Short task A: Rewrite the records starting at the line containing "Target: scarf around neck" and ending at the line containing "(1165, 295)", replacing "braided pastry" with "twisted pastry" and leaving everything else unchanged.
** Start of Extracted text **
SEATTLE -- (FNS) Retailers are using organic selections as bait to lure customers away from other operators, and some here are bringing in outside help to introduce locals to their organic offerings.
Town & Country's Central Market Shoreline unit has adopted an integrated approach in which conventional and organic selections are placed side by side on the shelf in an effort to showcase the variety of categories.
Central Market is one of the several Seattle-area retailers that invite an outside consultant to provide a schedule of tour dates for customers. The presentation marries personal coaching, pantry revisions and touring the retail unit over a three-hour event. Attendance is limited to six "shoppers."
"The tour is really educational," said Jim Huffman, store director of Central Market. "Shoppers are brought in and they are told the differences between conventional and organic. The tours are also an excellent introduction to our store and our offerings."
According to Huffman, those on the tours this spring were not regular Central Market shoppers. "They used to go to other grocery outlets," he said. "Now most make our store part of their weekly shopping."
Puget Consumers Co-op is another operator that is employing the consultant's tour. While PCC is a notable organic provider, Peter Shipley, a supervisor at the chain's Green Lake unit, concurs with Huffman that tours lure new shoppers to his store.
"Anything to get the word out on healthy eating is a plus," said Shipley. "These events are a benefit to the entire industry."
"We provide education, information and encouragement to attendees to help them make good organic food choices," said Dennis Weaver, the Edmonds, Wash.-based consultant who leads the tours. "It's difficult for retailers to promote their organic selections alone. We bring customers into the retail store and demonstrate the replacement and substitution solutions available to their usual food choices.
"Mostly these people are in the store they are touring for the first time and we have seen their loyalty shift once they are introduced to the selections available."
** End of Extracted text **
** Start of Extracted data **
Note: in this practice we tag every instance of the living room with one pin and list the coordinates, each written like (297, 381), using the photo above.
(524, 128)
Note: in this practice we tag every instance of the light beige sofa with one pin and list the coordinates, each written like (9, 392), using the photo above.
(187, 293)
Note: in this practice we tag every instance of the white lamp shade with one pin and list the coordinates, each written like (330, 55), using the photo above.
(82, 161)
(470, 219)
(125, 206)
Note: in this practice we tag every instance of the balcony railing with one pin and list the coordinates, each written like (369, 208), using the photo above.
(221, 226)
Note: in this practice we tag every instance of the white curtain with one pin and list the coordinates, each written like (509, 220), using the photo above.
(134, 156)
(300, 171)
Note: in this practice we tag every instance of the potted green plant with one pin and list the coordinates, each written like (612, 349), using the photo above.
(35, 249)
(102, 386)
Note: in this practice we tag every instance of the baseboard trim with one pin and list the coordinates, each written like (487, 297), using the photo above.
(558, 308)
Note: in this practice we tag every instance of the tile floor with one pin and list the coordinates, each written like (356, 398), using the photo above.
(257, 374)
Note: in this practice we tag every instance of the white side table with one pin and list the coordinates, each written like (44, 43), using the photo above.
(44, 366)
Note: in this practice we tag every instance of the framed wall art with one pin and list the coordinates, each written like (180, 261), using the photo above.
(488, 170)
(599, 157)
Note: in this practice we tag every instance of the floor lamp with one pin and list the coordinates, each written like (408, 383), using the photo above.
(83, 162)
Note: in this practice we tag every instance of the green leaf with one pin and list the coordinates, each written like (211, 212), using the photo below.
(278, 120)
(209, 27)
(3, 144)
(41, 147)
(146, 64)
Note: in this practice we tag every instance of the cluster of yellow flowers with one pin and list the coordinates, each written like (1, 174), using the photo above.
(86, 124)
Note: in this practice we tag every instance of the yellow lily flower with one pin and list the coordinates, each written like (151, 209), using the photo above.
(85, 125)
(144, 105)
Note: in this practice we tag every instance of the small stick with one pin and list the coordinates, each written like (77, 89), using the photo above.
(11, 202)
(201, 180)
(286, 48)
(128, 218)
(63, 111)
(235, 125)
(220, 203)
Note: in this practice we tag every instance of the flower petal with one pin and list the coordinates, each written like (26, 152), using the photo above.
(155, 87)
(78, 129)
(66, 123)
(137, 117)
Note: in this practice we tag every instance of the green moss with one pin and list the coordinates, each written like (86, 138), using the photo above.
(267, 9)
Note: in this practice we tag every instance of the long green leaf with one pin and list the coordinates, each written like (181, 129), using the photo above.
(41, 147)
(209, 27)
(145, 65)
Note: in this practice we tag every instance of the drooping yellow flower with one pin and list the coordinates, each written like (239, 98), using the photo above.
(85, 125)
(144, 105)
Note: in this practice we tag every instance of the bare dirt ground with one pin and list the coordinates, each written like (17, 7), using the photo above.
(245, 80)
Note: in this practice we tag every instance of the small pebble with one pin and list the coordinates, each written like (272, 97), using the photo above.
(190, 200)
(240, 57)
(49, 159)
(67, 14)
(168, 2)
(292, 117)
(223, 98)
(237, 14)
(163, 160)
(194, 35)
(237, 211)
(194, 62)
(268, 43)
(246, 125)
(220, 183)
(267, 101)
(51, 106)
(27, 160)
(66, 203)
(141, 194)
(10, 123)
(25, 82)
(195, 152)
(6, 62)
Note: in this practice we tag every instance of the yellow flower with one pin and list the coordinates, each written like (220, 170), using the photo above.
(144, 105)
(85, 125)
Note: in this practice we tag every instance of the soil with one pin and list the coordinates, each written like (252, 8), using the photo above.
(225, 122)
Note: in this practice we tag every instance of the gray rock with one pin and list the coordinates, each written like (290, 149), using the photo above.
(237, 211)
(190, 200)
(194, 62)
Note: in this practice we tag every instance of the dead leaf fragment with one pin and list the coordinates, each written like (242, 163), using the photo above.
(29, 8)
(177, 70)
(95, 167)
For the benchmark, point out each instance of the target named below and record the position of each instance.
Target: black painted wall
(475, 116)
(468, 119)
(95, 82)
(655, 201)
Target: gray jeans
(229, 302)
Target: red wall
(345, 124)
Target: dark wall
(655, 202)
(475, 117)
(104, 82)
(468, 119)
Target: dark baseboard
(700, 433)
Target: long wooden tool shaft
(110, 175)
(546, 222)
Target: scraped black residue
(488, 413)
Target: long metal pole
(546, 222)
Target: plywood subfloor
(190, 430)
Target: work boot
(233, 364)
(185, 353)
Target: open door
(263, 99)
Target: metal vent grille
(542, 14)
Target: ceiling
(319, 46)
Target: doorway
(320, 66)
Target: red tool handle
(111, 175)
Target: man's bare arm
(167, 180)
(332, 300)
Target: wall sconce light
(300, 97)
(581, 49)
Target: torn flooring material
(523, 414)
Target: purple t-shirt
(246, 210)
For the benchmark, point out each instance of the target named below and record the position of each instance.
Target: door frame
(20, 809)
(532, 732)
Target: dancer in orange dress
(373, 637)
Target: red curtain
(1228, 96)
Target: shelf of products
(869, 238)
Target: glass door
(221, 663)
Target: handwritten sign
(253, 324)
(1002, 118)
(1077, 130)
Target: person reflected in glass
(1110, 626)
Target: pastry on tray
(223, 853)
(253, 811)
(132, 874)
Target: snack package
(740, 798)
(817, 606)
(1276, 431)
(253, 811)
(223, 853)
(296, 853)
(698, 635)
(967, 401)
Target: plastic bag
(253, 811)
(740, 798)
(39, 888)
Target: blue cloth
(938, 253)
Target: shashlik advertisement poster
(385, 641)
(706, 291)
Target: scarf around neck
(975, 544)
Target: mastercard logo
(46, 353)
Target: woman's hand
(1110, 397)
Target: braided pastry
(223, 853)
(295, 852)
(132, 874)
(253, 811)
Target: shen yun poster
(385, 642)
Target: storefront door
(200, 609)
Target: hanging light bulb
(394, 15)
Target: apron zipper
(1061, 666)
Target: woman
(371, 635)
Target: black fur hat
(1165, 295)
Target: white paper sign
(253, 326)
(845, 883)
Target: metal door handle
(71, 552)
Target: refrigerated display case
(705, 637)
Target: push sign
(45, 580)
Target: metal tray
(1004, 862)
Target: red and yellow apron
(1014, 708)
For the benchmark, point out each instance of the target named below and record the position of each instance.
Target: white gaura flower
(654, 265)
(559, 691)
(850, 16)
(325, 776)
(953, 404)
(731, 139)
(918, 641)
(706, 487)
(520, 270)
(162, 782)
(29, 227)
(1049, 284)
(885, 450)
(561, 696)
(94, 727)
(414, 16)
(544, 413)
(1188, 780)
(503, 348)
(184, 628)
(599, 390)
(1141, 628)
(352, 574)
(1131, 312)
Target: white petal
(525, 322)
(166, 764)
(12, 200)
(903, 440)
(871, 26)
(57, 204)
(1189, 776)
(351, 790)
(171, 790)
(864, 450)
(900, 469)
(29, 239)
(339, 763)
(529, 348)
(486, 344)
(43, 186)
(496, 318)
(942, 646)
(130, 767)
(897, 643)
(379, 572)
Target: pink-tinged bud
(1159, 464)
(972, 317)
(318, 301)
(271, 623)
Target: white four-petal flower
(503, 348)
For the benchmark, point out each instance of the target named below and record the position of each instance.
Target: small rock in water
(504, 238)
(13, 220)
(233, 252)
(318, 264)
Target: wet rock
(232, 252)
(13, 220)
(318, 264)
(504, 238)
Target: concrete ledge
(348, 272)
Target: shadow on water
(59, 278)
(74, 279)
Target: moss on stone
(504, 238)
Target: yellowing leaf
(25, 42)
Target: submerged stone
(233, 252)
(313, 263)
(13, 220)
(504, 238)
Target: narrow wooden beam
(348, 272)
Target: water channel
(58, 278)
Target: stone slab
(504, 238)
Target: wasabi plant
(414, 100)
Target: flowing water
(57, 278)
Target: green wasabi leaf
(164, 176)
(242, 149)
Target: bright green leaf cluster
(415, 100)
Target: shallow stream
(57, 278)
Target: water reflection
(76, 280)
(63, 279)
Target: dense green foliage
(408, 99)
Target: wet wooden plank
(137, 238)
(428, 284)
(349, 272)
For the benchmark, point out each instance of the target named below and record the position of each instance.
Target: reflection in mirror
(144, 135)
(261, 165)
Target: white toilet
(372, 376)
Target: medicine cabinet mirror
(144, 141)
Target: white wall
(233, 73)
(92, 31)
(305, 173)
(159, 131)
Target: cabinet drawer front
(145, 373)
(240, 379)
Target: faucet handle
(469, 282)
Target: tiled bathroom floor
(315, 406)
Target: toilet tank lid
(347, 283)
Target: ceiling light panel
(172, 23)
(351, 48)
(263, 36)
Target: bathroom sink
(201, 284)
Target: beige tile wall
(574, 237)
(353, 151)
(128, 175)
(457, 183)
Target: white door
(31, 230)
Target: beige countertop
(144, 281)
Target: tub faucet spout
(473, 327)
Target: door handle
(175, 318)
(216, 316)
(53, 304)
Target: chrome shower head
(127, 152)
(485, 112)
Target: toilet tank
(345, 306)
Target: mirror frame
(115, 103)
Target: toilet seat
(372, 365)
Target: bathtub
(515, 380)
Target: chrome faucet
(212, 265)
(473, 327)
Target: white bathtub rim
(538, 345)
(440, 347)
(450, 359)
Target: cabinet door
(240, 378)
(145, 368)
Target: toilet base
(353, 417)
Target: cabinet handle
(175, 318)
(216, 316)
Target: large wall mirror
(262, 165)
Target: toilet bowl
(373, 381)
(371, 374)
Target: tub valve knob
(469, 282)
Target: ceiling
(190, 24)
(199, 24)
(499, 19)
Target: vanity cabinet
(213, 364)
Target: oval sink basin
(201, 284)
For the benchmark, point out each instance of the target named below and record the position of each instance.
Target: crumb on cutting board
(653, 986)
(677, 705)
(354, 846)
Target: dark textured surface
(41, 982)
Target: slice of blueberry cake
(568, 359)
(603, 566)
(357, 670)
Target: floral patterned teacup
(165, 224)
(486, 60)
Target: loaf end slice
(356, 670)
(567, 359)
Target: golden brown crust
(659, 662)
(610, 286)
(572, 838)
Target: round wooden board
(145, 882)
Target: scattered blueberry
** End of Extracted data **
Short task B: In the article on organic store tours, why does Central Market Shoreline put its conventional and organic selections side by side on the shelf?

Correct answer A:
Target: scarf around neck
(975, 544)
Target: mastercard logo
(46, 353)
Target: woman's hand
(1110, 397)
Target: twisted pastry
(223, 853)
(295, 852)
(132, 874)
(253, 811)
Target: shen yun poster
(385, 642)
Target: storefront door
(200, 609)
Target: hanging light bulb
(394, 15)
Target: apron zipper
(1061, 666)
Target: woman
(371, 635)
Target: black fur hat
(1165, 295)

Correct answer B: Central Market Shoreline places them together to show off the variety of categories it carries. The article calls this an integrated approach.